**Текст упражнения**

□ □ □ □

После того как Нюрнбергские законы вступили в действие, отцу больше не разрешалось управлять своей фабрикой. На должность генерального директора назначили «истинного арийца», а отцу достался незначительный руководящий пост. Я знаю, что он ужасно страдал из-за этого.
Помню, как однажды я пришел домой поздно вечером и увидел отца сидящим в кабинете. Даже в том возрасте я мог точно угадывать его мысли и чувства. Я очень любил отца. Он сидел один, потому что мать не выносила табачного дыма, и курил сигару за сигарой. Он был очень одинок и не знал, что будет дальше. Он полностью утратил контроль над своим бизнесом, превратившись в подставное лицо. Отец посмотрел на меня, когда я зашел в комнату перед сном, и я понял, что он сломлен.
Деньги закончились. У отца как у немецкого еврея не было будущего, хотя он оставался гораздо больше немцем, чем евреем. Когда произошли эти перемены, мне было только пятнадцать лет, но я прекрасно понимал, что происходит. Я пытался поговорить с отцом. «Мы должны уехать, – говорил я. – У нас нет выбора, здесь нам нечего делать». – «Но это невозможно, мой дорогой мальчик, – отвечал он. – Как ты выживешь без знаний и без профессии? У нас нет денег на твое содержание за границей». Я был слишком молод и не мог уехать один; пришлось ждать и набираться знаний для самостоятельного плавания в окружающем мире.

□ □ □ □

**Исходные данные**
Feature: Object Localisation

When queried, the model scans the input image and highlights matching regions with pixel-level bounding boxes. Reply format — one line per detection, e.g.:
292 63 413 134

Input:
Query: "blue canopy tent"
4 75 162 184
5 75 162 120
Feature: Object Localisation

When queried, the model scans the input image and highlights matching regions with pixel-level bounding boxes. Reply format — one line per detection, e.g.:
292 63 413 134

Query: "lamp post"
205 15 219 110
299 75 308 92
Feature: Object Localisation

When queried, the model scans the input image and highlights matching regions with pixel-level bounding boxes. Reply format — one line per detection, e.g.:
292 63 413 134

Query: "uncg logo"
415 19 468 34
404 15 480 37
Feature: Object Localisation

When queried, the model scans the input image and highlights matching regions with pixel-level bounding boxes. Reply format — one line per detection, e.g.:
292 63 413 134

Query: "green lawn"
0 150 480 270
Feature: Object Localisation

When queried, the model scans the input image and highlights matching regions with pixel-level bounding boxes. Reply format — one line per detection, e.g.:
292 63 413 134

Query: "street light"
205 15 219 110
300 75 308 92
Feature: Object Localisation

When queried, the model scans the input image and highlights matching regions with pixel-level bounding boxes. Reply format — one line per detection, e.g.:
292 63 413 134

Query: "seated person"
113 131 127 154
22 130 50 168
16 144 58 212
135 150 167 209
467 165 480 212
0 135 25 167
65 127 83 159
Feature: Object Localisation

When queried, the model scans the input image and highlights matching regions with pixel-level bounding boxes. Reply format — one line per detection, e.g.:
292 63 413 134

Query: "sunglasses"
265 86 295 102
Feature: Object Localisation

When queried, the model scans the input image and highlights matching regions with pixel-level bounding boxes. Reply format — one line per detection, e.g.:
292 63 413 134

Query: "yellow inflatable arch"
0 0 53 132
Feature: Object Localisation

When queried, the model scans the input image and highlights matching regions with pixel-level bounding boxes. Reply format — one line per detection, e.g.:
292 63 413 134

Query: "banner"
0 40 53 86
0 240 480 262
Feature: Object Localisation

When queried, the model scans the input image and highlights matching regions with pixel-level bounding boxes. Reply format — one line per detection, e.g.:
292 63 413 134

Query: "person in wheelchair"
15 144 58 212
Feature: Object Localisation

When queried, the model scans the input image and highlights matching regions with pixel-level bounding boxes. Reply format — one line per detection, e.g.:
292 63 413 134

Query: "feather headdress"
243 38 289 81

□ □ □ □

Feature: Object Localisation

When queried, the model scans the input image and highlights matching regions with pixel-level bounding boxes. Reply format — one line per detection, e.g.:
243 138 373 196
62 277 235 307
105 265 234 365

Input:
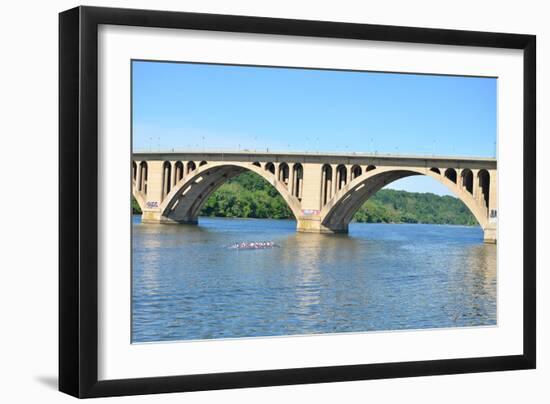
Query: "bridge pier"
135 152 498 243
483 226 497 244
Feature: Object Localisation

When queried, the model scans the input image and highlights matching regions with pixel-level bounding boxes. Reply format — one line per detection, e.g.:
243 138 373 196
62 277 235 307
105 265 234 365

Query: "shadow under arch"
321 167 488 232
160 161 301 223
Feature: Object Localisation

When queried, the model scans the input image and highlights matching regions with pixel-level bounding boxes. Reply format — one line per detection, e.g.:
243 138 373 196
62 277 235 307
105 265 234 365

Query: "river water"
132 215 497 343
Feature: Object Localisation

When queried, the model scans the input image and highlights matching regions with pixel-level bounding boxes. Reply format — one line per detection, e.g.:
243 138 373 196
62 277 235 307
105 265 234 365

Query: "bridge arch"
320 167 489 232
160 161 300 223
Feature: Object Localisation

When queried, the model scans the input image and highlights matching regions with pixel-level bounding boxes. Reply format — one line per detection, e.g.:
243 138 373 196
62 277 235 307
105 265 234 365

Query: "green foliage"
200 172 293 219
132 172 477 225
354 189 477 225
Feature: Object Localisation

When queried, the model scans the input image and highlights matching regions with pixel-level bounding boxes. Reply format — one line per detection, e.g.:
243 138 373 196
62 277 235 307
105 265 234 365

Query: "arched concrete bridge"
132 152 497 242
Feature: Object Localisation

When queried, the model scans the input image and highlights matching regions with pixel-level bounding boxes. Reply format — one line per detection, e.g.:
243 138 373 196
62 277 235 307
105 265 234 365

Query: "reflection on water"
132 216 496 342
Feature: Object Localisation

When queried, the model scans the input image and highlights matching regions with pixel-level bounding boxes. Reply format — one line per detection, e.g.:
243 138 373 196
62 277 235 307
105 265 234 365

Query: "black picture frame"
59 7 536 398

□ □ □ □

**Рабочее задание A**
Перепишите часть текста упражнения, начиная со слов «После того как» и заканчивая словами «страдал из-за этого.», заменив «генерального директора» на «управляющего».
**Рабочее задание B**
Изложите содержание текста упражнения в двух предложениях.

**Письменный ответ A**
После того как Нюрнбергские законы вступили в действие, отцу больше не разрешалось управлять своей фабрикой. На должность управляющего назначили «истинного арийца», а отцу достался незначительный руководящий пост. Я знаю, что он ужасно страдал из-за этого.

**Письменный ответ B**
После вступления в действие Нюрнбергских законов отцу запретили управлять своей фабрикой, и он, полностью утратив контроль над бизнесом, остался одиноким и сломленным. Деньги закончились, и когда пятнадцатилетний сын уговаривал его уехать, отец ответил, что это невозможно без знаний, профессии и денег на содержание за границей.